YANG PERLU DIKERJAKAN
a - Jawab pertanyaan berikut berdasarkan teks tentang pikiran bawah sadar:
(i) Sekitar jam berapa penulis berangkat ke Jogja dengan bus malam?
(ii) Apa jalur keempat dari lima cara masuk ke pikiran bawah sadar yang disebutkan?
(iii) Dalam konteks apa penulis bisa dengan sangat mudah memeriksa klien?
b - Teruskan teks tentang pikiran bawah sadar mulai setelah kalimat terakhirnya.

TEKS HALAMAN
====

Kemarin malam saya ke Jogja dengan bus malam sekitar jam 24.00. Sambil terngatuk-ngantuk di dalam bus yang melaju kencang saya merenung. Momen seperti ini yang biasa saya manfaatkan untuk melakukan indepth thinking terhadap berbagai hal.

Nah, malam kemarin saya berpikir mengenai korelasi antara pikiran (mind), buah pikir (thought), kepercayaan (belief), emosi (emotions), dan perasaan (feelings). Di buku saya menulis bahwa ada lima cara untuk masuk ke pikiran bawah sadar yaitu melalui jalur:

1. Repetisi

2. identifikasi kelompok dan keluarga

3. informasi yang disampaikan figur otoritas

4. emosi

5. kondisi alfa/theta (hipnosis)

Saya lalu berpikir, bagaimana caranya untuk memastikan bahwa suatu program pikiran (thought) telah benar-benar masuk dan diterima oleh pikiran bawah sadar sepenuhnya? Apa indikator yang bisa digunakan untuk menggaransi bahwa program telah diterima dan siap untuk dijalankan oleh pikiran bawah sadar? Maksud saya, apa yang bisa digunakan sebagai suatu acuan standar guna memastikan bahwa program telah masuk, diterima, dimengerti oleh pikiran bawah sadar? Jika dalam konteks terapi saya bisa dengan sangat mudah melakukan pemeriksaan terhadap klien.

====

Entri Tersimpan

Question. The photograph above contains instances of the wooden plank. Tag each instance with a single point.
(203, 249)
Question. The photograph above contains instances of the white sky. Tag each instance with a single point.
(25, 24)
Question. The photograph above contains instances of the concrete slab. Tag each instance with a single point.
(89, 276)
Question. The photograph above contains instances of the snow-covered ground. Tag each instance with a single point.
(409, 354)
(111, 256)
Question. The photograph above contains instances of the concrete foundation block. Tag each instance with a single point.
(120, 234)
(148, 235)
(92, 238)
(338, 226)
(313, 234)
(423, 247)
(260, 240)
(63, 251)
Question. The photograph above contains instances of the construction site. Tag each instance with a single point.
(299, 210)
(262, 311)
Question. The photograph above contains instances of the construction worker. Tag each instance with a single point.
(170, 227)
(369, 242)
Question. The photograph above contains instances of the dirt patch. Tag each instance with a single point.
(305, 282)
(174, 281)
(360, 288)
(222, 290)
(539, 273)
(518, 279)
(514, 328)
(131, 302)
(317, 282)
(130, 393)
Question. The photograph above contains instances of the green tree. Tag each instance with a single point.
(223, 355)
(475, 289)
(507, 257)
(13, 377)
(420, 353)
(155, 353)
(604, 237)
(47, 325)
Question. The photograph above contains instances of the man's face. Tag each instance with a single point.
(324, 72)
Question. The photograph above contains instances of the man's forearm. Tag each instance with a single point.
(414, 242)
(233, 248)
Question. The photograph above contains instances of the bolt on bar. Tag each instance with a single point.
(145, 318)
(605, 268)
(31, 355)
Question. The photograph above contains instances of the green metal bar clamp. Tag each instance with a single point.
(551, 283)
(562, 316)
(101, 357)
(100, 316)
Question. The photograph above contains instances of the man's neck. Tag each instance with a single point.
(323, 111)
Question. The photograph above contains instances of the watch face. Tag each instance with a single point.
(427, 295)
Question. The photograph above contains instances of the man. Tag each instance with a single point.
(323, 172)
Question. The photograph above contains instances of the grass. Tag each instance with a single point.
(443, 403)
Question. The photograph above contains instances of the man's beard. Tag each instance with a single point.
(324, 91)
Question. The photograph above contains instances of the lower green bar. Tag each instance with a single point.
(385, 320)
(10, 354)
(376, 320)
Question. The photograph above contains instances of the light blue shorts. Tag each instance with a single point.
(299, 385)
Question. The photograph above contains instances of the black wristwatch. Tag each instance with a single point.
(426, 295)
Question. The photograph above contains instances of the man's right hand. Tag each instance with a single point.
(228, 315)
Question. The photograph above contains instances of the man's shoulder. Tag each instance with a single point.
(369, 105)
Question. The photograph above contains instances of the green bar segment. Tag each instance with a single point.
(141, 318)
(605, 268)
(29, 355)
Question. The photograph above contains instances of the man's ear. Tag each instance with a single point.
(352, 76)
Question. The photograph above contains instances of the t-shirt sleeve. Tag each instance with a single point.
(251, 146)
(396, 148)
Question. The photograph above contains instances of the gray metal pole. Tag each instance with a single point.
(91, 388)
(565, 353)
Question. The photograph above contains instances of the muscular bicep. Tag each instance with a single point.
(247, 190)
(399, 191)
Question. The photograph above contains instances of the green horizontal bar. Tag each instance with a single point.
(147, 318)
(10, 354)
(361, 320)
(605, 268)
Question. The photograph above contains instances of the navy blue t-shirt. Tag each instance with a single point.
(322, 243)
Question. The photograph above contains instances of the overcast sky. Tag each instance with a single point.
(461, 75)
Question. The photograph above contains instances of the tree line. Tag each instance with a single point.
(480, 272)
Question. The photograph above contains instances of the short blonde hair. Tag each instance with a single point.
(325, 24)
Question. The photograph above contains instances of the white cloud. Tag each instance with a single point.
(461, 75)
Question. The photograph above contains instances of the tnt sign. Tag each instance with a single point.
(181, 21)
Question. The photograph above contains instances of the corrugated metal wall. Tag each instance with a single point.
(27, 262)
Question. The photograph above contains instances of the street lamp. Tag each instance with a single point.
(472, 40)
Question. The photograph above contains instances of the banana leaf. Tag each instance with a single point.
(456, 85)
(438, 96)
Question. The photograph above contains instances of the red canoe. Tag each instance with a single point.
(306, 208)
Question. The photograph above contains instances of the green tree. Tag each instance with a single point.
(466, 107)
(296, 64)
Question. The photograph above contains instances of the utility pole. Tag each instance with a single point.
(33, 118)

====

JAWABAN TUGAS
a -
(i) Sekitar jam 24.00.
(ii) Emosi.
(iii) Dalam konteks terapi.

b -
Pertanyaan ini sebenarnya adalah pertanyaan peserta seminar yang mengirim email pada saya. Walaupun saya tahu pasti, dengan memenuhi prasyarat tertentu, maka program yang dimasukkan pasti akan masuk ke pikiran bawah sadar, diterima, dan dilaksanakan, namun peserta perlu “diyakinkan” dengan “sesuatu” yang bisa mereka lakukan sendiri.

Untuk itu ada beberapa hal yang perlu diluruskan mengenai pikiran sadar dan bawah sadar. Selama ini pikiran sadar dianggap sebagai tuan dan pikiran bawah sadar dianggap sebagai hamba yang senantiasa setia melayani tuannya. Ini pandangan yang kurang tepat. Dari pengalaman praktik, melakukan terapi pada banyak klien, saya menyimpulkan satu hal. Saya yakin para hipnoterapis QHI juga mengalami hal ini.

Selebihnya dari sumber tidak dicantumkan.